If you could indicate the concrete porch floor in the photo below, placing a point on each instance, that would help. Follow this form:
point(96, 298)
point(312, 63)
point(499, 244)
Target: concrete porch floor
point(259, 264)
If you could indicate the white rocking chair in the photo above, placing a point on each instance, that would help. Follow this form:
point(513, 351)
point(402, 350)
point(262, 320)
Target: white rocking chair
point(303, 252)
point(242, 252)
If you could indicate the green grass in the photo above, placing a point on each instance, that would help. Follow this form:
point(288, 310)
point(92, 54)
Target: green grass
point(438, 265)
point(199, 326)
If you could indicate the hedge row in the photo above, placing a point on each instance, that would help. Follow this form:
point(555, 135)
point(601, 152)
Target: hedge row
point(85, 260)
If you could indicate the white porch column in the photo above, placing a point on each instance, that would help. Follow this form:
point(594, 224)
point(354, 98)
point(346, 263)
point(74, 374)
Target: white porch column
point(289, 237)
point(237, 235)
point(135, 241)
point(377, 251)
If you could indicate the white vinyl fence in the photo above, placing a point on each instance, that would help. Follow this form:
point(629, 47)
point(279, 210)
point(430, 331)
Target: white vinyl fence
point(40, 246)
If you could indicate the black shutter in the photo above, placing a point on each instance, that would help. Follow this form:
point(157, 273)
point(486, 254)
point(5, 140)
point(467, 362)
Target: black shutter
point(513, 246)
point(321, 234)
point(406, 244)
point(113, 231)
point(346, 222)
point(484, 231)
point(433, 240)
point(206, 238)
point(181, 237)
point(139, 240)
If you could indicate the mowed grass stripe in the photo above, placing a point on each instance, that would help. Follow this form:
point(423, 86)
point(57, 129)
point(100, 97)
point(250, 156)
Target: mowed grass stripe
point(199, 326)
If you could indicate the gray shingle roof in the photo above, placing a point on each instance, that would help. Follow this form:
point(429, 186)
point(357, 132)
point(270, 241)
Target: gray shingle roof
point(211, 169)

- - - -

> _Set exercise_
Starting at the line with "If you could indicate the gray" and ending at the end of the data, write those lines out again, requests included, and shift each answer point by adding 9 to both of its coordinates.

> _Answer to this exercise_
If you could indicate the gray shingle roof in the photo above, placing a point on each instance, that would help. Follow this form:
point(429, 186)
point(357, 132)
point(270, 241)
Target: gray shingle roof
point(220, 178)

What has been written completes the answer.